**Problem description**
Show every line in the rows below that contains the word "water". Matching is case-sensitive.
[Start Information supplied]
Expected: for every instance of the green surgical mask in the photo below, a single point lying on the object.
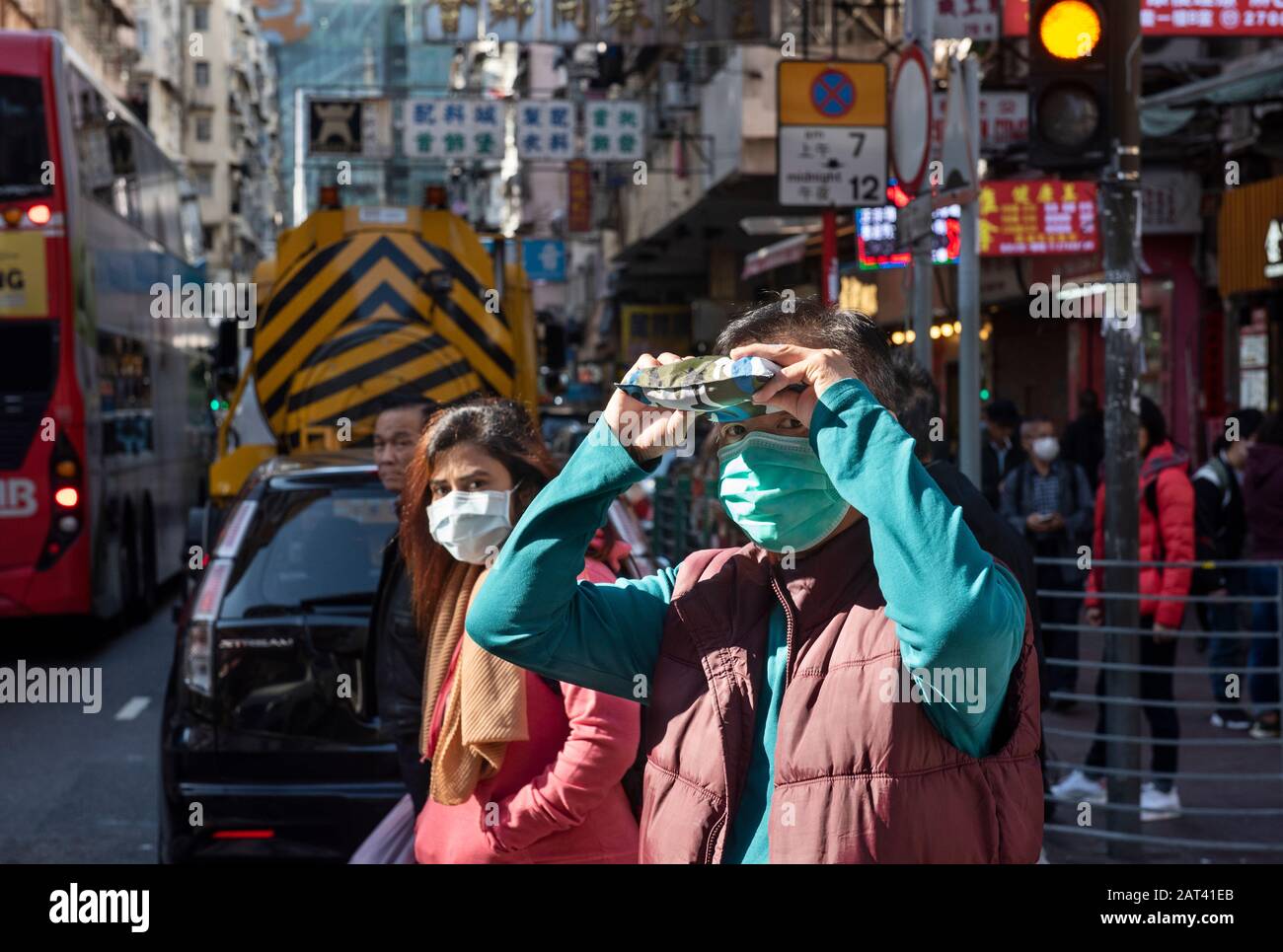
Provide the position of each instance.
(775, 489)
[End Information supplied]
[Start Information supplied]
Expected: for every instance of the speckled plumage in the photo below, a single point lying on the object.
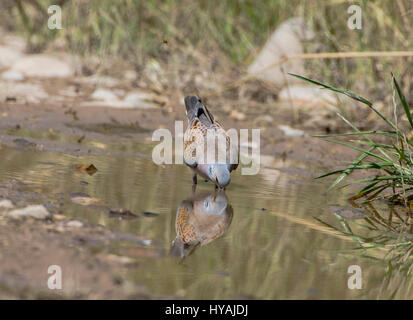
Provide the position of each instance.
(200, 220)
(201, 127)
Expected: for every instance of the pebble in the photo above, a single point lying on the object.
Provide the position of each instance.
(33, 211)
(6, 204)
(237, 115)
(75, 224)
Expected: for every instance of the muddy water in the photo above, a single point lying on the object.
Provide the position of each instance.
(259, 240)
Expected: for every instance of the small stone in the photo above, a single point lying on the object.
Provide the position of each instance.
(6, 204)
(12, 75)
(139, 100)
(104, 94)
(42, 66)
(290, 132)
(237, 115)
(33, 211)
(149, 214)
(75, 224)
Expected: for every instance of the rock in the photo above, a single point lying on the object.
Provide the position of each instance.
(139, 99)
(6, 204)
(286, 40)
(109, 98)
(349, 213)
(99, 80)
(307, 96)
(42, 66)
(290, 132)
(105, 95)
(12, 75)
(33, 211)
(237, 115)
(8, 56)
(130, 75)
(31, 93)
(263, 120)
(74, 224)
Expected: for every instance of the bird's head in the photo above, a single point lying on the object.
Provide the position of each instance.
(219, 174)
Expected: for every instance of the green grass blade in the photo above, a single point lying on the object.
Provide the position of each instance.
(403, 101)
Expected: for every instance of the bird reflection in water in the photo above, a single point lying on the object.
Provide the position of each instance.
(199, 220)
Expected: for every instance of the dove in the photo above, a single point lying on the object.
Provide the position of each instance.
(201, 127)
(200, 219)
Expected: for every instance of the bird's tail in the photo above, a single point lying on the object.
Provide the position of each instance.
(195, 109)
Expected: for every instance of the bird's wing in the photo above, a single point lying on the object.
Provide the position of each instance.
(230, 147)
[End Information supplied]
[Start Information supplied]
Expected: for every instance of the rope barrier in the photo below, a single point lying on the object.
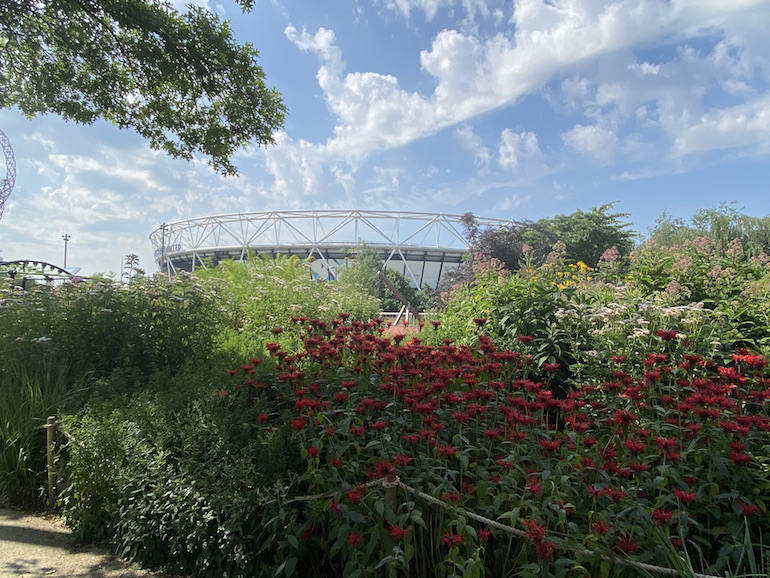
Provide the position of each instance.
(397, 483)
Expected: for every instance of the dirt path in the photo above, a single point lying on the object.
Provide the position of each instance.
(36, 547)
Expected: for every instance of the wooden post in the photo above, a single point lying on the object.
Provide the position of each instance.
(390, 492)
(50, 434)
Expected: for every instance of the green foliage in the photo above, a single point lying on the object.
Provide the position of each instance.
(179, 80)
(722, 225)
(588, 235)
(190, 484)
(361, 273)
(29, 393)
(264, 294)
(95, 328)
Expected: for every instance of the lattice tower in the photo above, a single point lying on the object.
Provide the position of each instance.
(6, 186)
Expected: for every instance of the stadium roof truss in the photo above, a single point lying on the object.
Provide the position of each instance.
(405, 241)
[End Information supplied]
**Result for this task**
Expected: for every instance of the muddy water in the photo above, a single point lying on the object.
Expected: for every instance of the bird reflection in water in the photo above, a single point lying on the object.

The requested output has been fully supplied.